**Set problem**
Please list every line below that contains the word "mane", copying each one in full. Case counts.

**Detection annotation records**
————

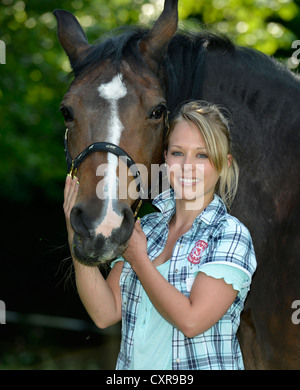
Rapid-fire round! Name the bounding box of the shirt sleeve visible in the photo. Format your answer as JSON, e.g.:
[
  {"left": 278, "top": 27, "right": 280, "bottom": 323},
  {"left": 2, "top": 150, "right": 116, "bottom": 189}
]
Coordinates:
[
  {"left": 198, "top": 218, "right": 256, "bottom": 288},
  {"left": 110, "top": 256, "right": 125, "bottom": 268},
  {"left": 198, "top": 263, "right": 251, "bottom": 291}
]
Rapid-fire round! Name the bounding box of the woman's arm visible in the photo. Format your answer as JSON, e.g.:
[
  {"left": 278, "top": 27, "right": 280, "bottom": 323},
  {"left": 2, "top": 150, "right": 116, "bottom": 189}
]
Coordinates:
[
  {"left": 123, "top": 224, "right": 238, "bottom": 337},
  {"left": 63, "top": 176, "right": 123, "bottom": 328}
]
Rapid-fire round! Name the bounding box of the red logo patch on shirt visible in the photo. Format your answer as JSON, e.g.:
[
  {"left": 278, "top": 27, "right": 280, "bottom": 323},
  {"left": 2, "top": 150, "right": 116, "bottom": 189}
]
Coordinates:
[{"left": 188, "top": 240, "right": 208, "bottom": 264}]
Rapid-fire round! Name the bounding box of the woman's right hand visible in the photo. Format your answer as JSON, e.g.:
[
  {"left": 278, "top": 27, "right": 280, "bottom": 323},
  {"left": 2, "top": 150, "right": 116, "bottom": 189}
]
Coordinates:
[{"left": 63, "top": 175, "right": 79, "bottom": 248}]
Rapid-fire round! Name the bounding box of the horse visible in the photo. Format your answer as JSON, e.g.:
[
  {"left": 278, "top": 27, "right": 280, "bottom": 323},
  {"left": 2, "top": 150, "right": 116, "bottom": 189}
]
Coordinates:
[{"left": 54, "top": 0, "right": 300, "bottom": 369}]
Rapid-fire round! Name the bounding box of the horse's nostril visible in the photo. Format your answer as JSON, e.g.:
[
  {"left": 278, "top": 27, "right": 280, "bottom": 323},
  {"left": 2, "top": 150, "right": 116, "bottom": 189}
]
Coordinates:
[{"left": 70, "top": 206, "right": 90, "bottom": 237}]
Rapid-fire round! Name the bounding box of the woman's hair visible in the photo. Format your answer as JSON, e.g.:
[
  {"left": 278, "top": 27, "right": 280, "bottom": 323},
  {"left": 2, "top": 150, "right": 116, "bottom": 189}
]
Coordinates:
[{"left": 164, "top": 101, "right": 239, "bottom": 209}]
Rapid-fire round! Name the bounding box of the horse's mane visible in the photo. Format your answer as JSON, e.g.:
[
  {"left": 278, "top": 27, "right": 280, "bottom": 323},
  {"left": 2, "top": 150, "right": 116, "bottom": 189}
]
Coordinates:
[
  {"left": 73, "top": 26, "right": 234, "bottom": 77},
  {"left": 71, "top": 26, "right": 235, "bottom": 111}
]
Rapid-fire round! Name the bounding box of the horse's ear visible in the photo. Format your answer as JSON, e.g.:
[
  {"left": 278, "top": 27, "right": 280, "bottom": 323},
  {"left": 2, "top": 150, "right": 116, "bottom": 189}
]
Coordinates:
[
  {"left": 53, "top": 10, "right": 91, "bottom": 68},
  {"left": 140, "top": 0, "right": 178, "bottom": 73}
]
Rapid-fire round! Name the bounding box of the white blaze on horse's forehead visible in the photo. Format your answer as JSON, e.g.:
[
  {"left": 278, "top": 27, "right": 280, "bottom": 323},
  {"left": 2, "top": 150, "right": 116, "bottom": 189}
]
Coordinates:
[{"left": 96, "top": 74, "right": 127, "bottom": 237}]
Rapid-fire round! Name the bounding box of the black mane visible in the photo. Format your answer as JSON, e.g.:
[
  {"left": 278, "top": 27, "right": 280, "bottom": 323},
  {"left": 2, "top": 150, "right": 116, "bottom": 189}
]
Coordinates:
[
  {"left": 72, "top": 26, "right": 235, "bottom": 111},
  {"left": 73, "top": 26, "right": 234, "bottom": 77}
]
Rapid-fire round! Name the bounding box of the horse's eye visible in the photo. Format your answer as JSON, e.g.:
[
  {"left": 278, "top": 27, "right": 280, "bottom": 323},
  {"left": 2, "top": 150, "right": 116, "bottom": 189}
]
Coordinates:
[
  {"left": 150, "top": 104, "right": 166, "bottom": 119},
  {"left": 60, "top": 106, "right": 74, "bottom": 122}
]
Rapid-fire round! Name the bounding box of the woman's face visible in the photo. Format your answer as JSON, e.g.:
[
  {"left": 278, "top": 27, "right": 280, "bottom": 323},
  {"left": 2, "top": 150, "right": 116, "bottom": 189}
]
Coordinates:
[{"left": 165, "top": 120, "right": 219, "bottom": 208}]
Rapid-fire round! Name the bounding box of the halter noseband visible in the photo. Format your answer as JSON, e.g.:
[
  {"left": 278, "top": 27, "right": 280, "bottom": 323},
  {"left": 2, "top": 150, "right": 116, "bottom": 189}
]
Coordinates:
[{"left": 64, "top": 129, "right": 145, "bottom": 219}]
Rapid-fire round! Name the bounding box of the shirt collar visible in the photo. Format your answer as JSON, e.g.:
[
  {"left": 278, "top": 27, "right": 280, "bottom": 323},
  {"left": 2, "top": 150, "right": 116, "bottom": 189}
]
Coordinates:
[{"left": 153, "top": 188, "right": 226, "bottom": 225}]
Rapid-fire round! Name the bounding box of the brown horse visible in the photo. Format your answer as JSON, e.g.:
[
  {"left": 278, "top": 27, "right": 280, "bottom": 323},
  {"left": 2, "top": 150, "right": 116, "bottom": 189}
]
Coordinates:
[{"left": 55, "top": 0, "right": 300, "bottom": 369}]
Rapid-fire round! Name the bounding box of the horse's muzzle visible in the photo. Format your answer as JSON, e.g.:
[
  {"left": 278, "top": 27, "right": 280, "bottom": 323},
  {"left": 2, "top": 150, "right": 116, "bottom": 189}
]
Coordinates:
[{"left": 71, "top": 201, "right": 134, "bottom": 266}]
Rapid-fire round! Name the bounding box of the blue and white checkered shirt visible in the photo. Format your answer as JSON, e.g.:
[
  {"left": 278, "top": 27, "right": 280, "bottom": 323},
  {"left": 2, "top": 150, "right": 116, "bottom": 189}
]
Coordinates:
[{"left": 116, "top": 190, "right": 256, "bottom": 370}]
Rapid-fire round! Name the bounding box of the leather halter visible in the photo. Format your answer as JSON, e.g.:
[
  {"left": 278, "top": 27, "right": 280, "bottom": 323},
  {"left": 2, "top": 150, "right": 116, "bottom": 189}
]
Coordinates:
[{"left": 64, "top": 129, "right": 145, "bottom": 219}]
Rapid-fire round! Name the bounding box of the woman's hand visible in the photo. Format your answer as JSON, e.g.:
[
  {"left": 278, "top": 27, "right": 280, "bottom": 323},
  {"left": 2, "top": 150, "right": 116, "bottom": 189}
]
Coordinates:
[
  {"left": 63, "top": 175, "right": 79, "bottom": 248},
  {"left": 122, "top": 220, "right": 148, "bottom": 268}
]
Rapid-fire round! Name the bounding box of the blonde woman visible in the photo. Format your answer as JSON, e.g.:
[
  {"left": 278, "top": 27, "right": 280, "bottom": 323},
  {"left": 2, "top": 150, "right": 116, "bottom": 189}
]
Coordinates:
[{"left": 67, "top": 102, "right": 256, "bottom": 370}]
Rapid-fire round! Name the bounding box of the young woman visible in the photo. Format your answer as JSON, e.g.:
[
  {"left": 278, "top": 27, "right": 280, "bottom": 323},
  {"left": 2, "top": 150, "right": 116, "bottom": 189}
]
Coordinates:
[{"left": 65, "top": 102, "right": 256, "bottom": 370}]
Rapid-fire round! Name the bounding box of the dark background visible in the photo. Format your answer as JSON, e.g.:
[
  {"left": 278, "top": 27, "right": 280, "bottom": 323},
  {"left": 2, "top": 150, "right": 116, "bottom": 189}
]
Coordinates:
[{"left": 0, "top": 0, "right": 300, "bottom": 369}]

————

**The output**
Rapid-fire round! Name the bounding box of the horse's mane visible in the photo. Format your answer as JSON, e.g.:
Rapid-fire round! Name the bounding box of the black mane visible in the photo. Format your answer as JSON, e.g.:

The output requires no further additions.